EXTRACT PROVIDED:
____

# Pension Transfer from Switzerland to Canada



## Bloop (May 12, 2020)

Hi all, 

This is my first post so hope you guys are all doing well. Id like some guidance to help me understand the following situation, please. 

I have an occupational pension held in Switzerland and I would like to bring this over to Canada as a pension. Broadly, this must have been done before by someone but my Bank here seem to have no conception of anything that's not in USD. I just need to understand some basics : 

1. Transferring this as a pension, this would go into a locked RSP, I assume a LIRA. 
2. I want to confirm whether this is just effectively a drag and drop from a Swiss pension structure into a Canadian pension structure and there wont be any unexpected taxes on the Canadian side. 
3. I also want to access some cash early and can either do this (in Ontario) through a hardship clause or - my bank mentioned they could convert half the LIRA into a standard RSP - is this allowed? 

I know there are some fees to transfer it on the Swiss side, but all I need to know right now is whether the pension wrapper stays intact as it comes to Canada - I dont want (as my Bank suggested) this to arrive in cash and expose me to huge income tax on cash. 

Does anyone have any experience of this, otherwise - where can I go in Canada and find a cheap basic source of information, please? 

Thank you very much for your help, 

Matthew


----------



## NickZ (Jun 26, 2009)

At the moment I don't know what's open. You used to be able to ask for an opinion from your nearest tax office that would be the safe option.

Just moving the money into your RRSP is going to use up your contribution room. Do you have enough? Do you really want to do that?

https://www.canada.ca/en/revenue-ag.../topics/rrsps-related-plans/transferring.html

Those are the options that don't use contribution room but I don't think any non Cdn sources would be allowed. 

The simplest thing is likely to leave it where it is and draw funds when you need them. The social security agreement between the two countries will hopefully give you an idea on any tax issues.


----------



## Bloop (May 12, 2020)

Thank you, NickZ

Since this is already in a pension structure, I had the impression from somewhere that it could be just dropped into a RSP without affecting any contribution room - actually, I havent been employed yet in Canada so I havent built up any room at all. 

Just one thing - when you say local tax office - I assume you mean a private tax specialist and that this isnt something the canadian pensions dept (government) would offer? 

Thank you for your response and the link, in any case - much obliged 

M


----------



## NickZ (Jun 26, 2009)

No I meant your local Canada Revenue agency office. Any lawyer or CA could give you an opinion but it would be worth very little if the CRA disagrees. If you can get an appointment to talk to somebody there and they put into writing that it's okay you're much safer.


----------



## NickZ (Jun 26, 2009)

https://www.canada.ca/en/revenue-ag...international-tax-non-resident-enquiries.html

You could also try that but it really depends on your luck with who answers the phone.


----------



## Booth44 (Apr 23, 2016)

Is there some pressing reason why you can't leave the pension domiciled in Switzerland as is?

____

[Coordinate labeling data]
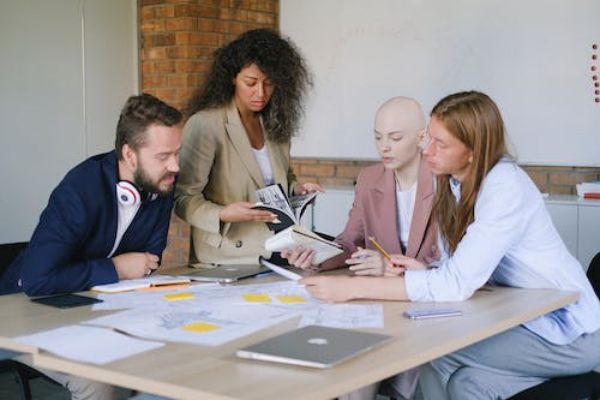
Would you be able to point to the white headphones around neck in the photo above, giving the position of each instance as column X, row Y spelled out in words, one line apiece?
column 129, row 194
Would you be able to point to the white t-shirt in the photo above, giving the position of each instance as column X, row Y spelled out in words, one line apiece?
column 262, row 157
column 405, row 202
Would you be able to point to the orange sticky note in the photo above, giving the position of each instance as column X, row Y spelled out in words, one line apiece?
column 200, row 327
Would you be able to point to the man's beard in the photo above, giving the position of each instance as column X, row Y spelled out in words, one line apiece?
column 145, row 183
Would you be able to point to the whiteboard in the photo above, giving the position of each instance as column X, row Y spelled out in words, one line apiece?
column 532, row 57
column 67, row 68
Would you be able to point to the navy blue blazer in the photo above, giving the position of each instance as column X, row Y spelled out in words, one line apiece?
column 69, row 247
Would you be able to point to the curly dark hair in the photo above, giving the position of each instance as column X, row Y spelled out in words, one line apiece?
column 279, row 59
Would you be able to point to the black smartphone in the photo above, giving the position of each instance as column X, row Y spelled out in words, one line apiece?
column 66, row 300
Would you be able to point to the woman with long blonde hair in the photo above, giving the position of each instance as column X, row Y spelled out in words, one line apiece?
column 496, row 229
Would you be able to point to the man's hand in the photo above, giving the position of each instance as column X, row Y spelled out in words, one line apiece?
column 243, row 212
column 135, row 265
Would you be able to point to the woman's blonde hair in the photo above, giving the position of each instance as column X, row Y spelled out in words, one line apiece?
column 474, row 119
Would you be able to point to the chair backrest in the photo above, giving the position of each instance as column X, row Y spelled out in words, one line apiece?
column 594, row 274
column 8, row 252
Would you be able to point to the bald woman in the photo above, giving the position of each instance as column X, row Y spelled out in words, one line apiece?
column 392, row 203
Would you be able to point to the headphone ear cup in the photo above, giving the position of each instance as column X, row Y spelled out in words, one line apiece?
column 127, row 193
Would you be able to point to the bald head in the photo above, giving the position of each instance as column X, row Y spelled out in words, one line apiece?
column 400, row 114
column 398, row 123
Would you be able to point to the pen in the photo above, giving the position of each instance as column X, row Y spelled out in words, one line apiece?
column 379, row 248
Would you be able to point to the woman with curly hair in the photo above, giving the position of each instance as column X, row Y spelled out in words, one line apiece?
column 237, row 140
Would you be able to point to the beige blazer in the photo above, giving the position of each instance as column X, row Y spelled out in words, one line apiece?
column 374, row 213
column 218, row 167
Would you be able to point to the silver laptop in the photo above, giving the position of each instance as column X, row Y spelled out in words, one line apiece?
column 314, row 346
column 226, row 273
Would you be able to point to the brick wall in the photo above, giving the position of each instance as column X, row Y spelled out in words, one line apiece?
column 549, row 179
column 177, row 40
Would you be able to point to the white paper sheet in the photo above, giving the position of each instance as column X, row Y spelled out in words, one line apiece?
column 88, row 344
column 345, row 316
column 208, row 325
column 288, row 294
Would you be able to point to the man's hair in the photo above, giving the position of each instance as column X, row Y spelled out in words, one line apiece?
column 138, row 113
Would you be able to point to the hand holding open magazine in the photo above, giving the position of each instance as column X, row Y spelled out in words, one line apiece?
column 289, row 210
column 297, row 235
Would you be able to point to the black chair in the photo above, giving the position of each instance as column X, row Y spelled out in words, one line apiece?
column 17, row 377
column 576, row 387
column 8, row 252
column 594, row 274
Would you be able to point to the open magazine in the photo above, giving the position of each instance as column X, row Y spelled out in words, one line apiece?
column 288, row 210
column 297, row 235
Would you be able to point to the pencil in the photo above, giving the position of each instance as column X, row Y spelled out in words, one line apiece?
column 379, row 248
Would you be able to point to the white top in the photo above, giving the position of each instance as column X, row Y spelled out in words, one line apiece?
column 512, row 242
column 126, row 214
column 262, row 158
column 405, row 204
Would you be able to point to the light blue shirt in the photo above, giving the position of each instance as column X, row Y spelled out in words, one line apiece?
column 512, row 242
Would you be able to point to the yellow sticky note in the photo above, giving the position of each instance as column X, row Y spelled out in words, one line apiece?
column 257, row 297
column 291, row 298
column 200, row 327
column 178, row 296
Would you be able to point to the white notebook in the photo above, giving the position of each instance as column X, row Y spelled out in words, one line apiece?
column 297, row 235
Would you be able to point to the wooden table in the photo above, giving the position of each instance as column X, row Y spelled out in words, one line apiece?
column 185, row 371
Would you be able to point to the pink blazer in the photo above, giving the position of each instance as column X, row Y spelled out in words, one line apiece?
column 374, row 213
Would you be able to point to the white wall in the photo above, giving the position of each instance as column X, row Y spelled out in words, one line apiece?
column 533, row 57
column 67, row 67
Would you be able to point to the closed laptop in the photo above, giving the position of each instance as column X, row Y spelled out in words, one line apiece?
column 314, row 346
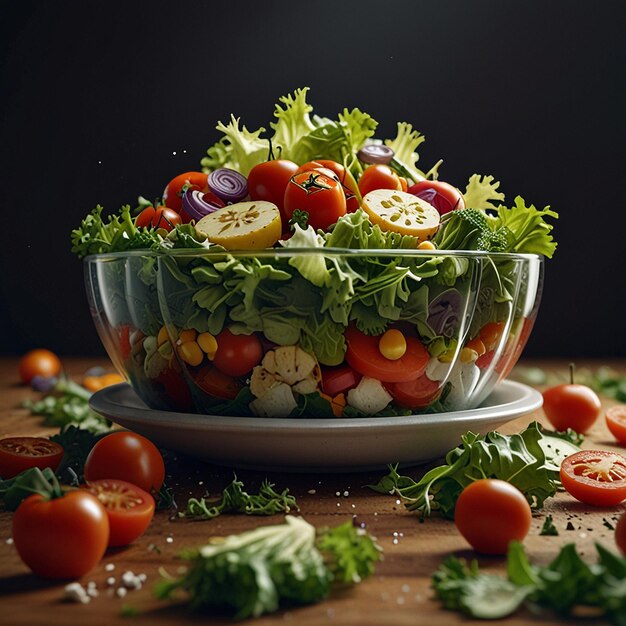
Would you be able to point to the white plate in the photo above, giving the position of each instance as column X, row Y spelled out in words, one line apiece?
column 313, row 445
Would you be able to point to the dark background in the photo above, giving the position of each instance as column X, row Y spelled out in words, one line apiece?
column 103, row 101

____

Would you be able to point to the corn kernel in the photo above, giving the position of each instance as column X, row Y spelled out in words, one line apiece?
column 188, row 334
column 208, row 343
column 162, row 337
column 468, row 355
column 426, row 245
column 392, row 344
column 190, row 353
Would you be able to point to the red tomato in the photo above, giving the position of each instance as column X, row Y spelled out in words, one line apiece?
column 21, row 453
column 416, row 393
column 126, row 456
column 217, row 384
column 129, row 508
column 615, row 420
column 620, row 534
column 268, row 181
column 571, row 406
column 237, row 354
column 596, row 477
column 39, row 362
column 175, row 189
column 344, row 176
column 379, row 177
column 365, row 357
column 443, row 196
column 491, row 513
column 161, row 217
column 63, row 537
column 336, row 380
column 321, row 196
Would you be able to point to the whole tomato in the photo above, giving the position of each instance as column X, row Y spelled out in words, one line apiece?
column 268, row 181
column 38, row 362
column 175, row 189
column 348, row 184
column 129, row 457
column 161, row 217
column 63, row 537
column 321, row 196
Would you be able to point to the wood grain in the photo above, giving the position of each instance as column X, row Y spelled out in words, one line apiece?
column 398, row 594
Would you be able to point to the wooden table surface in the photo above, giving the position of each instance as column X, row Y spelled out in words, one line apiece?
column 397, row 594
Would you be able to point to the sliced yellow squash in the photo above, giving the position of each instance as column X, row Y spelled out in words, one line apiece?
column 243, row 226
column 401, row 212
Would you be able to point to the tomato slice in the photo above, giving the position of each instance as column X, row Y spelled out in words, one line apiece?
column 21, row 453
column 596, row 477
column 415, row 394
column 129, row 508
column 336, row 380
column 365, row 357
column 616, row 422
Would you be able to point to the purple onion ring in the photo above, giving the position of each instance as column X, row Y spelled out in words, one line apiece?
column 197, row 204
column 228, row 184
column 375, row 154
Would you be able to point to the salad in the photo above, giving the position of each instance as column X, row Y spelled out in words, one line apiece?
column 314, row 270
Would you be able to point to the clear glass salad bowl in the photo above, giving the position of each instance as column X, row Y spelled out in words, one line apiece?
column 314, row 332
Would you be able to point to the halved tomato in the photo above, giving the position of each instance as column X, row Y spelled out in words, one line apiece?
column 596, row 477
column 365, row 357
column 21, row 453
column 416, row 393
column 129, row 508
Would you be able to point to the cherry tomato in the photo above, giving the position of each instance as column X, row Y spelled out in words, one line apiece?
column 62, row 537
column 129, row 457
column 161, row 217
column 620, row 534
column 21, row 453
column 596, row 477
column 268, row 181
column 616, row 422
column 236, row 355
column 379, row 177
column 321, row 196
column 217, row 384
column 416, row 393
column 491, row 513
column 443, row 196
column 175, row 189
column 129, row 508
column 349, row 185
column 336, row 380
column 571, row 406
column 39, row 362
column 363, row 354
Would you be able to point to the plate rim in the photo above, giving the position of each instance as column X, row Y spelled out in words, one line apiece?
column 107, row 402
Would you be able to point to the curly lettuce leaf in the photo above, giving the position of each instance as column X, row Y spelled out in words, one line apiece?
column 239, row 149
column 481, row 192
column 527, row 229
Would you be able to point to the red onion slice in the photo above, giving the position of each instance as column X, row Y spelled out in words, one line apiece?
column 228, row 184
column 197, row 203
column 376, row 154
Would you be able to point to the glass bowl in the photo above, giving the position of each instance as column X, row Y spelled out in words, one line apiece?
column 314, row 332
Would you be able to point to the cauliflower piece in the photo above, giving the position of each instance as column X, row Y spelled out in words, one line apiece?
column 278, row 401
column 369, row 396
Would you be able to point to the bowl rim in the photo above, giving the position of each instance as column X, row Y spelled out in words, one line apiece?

____

THINGS TO DO:
1/ Copy the pension transfer thread from "2. I want to" to "of information, please?", replacing "LIRA" with "locked-in retirement account".
2/ For each statement, say whether the pension transfer thread agrees with it. Give yes or no and quote the words that decide it. (a) Bloop has not yet been employed in Canada. (b) When NickZ mentions a local tax office, he means a private tax specialist. (c) Bloop's bank suggested that the pension might arrive in cash.

TASK-BY-TASK SOLUTIONS:
1/
2. I want to confirm whether this is just effectively a drag and drop from a Swiss pension structure into a Canadian pension structure and there wont be any unexpected taxes on the Canadian side. 
3. I also want to access some cash early and can either do this (in Ontario) through a hardship clause or - my bank mentioned they could convert half the locked-in retirement account into a standard RSP - is this allowed? 

I know there are some fees to transfer it on the Swiss side, but all I need to know right now is whether the pension wrapper stays intact as it comes to Canada - I dont want (as my Bank suggested) this to arrive in cash and expose me to huge income tax on cash. 

Does anyone have any experience of this, otherwise - where can I go in Canada and find a cheap basic source of information, please?

2/
(a) Yes: "I havent been employed yet in Canada so I havent built up any room at all."
(b) No: "No I meant your local Canada Revenue agency office."
(c) Yes: "I dont want (as my Bank suggested) this to arrive in cash"